§ Task details: Wherever the listing has a line with the string "cooling", copy that line out.

§ Working data:
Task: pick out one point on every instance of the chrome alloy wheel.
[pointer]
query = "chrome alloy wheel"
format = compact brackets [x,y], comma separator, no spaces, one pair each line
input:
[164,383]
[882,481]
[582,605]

...

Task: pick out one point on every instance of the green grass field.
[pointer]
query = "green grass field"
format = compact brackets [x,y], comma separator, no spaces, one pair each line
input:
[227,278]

==

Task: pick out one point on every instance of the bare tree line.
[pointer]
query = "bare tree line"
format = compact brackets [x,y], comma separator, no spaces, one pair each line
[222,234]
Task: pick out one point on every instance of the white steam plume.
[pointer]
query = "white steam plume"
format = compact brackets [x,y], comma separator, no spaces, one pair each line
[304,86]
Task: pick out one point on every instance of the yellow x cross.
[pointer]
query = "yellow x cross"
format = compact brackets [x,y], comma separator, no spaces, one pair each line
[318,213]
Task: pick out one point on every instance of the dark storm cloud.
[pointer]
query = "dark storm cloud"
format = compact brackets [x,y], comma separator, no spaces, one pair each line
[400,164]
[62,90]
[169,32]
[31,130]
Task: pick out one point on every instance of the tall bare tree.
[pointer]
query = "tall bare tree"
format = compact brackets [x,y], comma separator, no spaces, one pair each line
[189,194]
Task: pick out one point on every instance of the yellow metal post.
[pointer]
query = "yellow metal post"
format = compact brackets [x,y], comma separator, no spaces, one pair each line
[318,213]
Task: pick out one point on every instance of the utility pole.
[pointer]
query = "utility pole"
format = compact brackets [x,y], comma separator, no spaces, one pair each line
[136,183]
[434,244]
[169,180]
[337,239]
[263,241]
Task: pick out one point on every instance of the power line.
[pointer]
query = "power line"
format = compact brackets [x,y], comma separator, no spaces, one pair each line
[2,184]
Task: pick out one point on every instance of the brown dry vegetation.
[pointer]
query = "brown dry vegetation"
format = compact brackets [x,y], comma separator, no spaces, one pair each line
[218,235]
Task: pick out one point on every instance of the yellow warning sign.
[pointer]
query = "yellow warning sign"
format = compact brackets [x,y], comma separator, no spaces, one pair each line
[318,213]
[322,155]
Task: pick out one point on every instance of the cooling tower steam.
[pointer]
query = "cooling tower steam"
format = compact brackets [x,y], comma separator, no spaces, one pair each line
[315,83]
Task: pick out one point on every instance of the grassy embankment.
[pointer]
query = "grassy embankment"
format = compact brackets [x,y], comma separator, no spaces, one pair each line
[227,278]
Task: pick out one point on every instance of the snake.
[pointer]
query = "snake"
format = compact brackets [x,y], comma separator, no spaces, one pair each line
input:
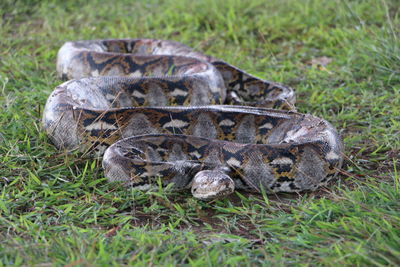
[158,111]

§ Response to the task:
Task: pick out one point on every instance of the cooling tower steam.
query = "cooling tower steam"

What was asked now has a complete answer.